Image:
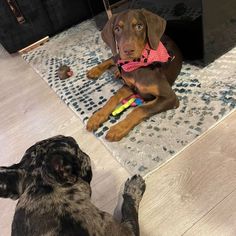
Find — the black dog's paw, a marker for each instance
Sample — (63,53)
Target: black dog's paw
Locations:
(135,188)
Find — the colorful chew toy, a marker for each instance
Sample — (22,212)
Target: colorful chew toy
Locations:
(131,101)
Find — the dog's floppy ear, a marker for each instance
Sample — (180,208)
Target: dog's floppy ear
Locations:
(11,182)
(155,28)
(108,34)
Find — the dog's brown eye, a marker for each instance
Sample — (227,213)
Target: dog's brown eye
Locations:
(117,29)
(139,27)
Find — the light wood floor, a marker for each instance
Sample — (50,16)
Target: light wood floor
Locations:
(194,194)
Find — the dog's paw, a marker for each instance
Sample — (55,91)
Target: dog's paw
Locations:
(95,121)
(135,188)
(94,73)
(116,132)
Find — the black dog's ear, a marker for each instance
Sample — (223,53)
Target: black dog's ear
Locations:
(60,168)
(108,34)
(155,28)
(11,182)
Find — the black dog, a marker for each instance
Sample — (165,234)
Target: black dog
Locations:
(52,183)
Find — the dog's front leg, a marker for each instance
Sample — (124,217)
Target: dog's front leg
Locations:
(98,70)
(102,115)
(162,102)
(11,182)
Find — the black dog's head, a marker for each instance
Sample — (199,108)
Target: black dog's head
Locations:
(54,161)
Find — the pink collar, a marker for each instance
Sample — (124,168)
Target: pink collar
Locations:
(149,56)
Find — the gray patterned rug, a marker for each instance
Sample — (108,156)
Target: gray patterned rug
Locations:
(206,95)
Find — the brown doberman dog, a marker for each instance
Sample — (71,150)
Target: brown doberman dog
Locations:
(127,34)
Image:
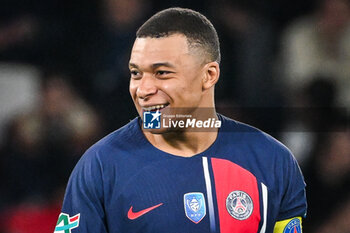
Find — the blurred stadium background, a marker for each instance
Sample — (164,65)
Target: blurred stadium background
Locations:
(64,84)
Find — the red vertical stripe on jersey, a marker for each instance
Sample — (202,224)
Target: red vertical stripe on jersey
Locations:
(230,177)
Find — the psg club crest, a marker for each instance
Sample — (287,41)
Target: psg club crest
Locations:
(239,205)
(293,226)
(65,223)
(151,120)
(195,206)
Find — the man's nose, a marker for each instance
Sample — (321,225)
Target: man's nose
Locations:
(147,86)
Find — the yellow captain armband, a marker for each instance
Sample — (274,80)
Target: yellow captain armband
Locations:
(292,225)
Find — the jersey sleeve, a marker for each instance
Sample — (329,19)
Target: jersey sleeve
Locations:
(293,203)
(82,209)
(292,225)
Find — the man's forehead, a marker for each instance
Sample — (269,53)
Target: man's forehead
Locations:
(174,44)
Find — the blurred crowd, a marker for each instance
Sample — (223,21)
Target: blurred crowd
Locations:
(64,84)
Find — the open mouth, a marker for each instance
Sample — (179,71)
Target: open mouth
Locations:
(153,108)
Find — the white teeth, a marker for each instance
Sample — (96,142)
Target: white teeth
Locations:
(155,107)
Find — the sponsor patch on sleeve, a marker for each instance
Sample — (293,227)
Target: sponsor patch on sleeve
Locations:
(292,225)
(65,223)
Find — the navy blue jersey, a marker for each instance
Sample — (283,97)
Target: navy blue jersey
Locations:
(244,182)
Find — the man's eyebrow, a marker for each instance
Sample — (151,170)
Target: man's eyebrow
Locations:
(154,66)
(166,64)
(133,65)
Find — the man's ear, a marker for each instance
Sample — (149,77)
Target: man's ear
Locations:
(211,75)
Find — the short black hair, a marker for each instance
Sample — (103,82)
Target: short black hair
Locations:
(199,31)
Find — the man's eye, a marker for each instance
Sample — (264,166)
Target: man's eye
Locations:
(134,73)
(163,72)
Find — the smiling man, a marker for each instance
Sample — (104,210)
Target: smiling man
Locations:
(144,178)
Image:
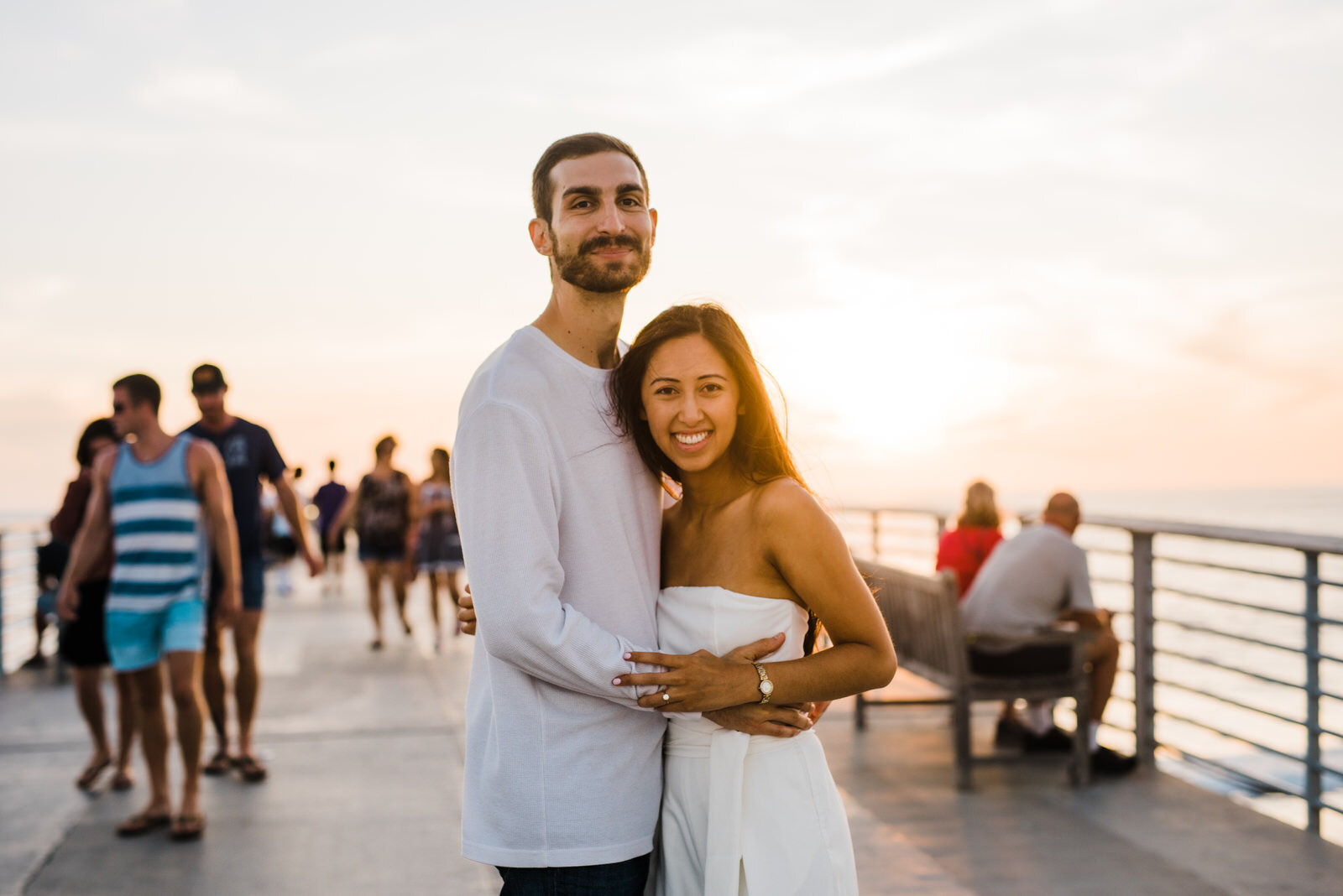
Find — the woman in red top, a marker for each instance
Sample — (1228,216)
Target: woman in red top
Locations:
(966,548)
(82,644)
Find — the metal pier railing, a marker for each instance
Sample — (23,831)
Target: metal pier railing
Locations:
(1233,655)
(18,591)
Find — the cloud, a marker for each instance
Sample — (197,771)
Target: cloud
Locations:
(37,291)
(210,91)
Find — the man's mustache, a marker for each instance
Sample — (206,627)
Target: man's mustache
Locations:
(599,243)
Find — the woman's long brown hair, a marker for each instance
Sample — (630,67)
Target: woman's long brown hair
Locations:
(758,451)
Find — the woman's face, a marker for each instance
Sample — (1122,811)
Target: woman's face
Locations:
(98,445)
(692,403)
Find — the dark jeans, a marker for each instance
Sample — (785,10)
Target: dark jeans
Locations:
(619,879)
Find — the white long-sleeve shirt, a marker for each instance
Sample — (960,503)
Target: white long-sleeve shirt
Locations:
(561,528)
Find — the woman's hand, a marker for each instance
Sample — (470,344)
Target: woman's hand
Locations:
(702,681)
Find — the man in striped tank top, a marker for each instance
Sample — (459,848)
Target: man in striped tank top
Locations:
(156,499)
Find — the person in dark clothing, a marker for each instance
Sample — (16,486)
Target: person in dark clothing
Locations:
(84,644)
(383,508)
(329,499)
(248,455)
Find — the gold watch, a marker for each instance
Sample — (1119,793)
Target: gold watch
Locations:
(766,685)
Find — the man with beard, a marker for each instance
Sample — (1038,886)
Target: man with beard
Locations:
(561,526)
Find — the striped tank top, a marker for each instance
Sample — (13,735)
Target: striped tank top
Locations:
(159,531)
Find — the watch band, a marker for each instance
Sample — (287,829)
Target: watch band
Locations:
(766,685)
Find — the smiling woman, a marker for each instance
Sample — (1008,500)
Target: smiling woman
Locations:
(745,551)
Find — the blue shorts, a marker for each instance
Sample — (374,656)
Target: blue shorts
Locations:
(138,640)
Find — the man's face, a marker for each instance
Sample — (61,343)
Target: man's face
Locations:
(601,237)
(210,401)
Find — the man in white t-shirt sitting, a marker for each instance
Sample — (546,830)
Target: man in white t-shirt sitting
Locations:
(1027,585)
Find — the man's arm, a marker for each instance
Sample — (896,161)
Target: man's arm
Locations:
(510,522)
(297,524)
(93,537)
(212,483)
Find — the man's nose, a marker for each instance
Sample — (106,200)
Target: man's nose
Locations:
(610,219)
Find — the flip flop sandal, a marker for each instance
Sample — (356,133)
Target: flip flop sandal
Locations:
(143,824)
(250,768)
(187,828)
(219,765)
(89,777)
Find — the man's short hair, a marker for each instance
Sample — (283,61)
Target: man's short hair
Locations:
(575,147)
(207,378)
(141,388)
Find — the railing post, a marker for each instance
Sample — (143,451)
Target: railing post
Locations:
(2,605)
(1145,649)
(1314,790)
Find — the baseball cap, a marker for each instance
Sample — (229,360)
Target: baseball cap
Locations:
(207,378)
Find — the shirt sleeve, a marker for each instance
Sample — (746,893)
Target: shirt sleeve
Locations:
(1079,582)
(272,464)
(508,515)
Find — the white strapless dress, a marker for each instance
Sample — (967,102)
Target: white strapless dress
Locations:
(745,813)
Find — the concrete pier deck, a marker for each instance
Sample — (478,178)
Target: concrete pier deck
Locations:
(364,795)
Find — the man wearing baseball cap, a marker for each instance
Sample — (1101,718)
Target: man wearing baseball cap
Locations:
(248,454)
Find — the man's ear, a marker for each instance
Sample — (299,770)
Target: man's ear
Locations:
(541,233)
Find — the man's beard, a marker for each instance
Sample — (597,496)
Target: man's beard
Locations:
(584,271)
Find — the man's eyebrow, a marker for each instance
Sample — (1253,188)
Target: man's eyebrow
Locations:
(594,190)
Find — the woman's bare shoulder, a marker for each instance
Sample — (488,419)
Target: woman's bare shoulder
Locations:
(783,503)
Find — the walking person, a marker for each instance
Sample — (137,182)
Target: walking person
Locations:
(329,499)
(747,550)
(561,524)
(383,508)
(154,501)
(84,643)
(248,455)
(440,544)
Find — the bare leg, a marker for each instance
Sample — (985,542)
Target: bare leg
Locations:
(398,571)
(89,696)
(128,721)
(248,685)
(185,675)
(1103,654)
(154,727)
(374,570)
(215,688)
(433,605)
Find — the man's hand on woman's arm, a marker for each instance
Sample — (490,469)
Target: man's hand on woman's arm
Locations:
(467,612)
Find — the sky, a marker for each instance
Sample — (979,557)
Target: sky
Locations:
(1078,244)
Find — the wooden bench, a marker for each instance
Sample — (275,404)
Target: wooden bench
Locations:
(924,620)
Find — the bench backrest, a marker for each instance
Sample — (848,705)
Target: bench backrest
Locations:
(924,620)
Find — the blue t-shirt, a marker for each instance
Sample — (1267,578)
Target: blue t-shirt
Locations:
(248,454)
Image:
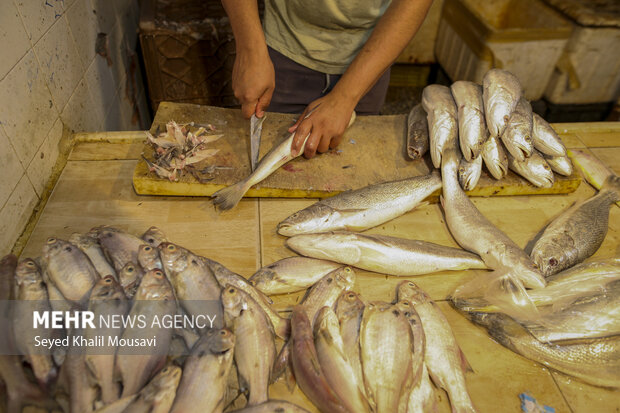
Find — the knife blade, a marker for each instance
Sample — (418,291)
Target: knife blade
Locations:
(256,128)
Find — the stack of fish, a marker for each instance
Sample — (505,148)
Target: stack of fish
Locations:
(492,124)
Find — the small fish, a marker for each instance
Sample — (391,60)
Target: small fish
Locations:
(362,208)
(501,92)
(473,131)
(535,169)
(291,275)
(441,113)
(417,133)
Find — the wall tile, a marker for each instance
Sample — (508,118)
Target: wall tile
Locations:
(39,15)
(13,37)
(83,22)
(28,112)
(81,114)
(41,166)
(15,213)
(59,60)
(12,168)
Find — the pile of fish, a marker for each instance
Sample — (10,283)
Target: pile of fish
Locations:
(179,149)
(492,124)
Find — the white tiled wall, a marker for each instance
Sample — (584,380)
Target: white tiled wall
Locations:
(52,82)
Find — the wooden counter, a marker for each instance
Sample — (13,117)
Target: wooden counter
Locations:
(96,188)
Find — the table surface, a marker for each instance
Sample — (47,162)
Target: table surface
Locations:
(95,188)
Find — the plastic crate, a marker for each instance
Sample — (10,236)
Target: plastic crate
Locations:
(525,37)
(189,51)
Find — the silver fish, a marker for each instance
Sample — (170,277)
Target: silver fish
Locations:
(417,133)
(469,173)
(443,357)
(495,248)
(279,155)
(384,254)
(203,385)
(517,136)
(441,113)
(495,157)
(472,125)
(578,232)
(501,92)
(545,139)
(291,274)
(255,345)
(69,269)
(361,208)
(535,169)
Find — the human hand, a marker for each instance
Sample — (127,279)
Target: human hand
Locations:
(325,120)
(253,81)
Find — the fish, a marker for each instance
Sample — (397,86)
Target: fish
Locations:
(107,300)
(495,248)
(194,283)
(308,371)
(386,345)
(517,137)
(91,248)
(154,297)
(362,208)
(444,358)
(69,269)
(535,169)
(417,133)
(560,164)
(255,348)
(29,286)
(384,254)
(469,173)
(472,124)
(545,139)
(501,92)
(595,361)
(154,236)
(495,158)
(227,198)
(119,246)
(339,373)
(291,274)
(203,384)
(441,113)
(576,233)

→ **Directions for this task**
Reproduce, character for character, only the lines of the preceding data that start at the line with "Target: small fish" and end at the line with "Target: pile of fish", both included.

→ **Written response**
Target: small fish
Locations:
(362,208)
(501,92)
(473,131)
(535,169)
(291,275)
(441,113)
(417,133)
Find — the wall tile, a marker for each instance
Sample — (508,118)
Target: wall tile
Locations:
(39,15)
(13,37)
(83,22)
(28,112)
(81,114)
(41,166)
(15,213)
(59,60)
(12,168)
Find — the pile of fish, a marker for each instance
Sample — (10,283)
Target: pile of fish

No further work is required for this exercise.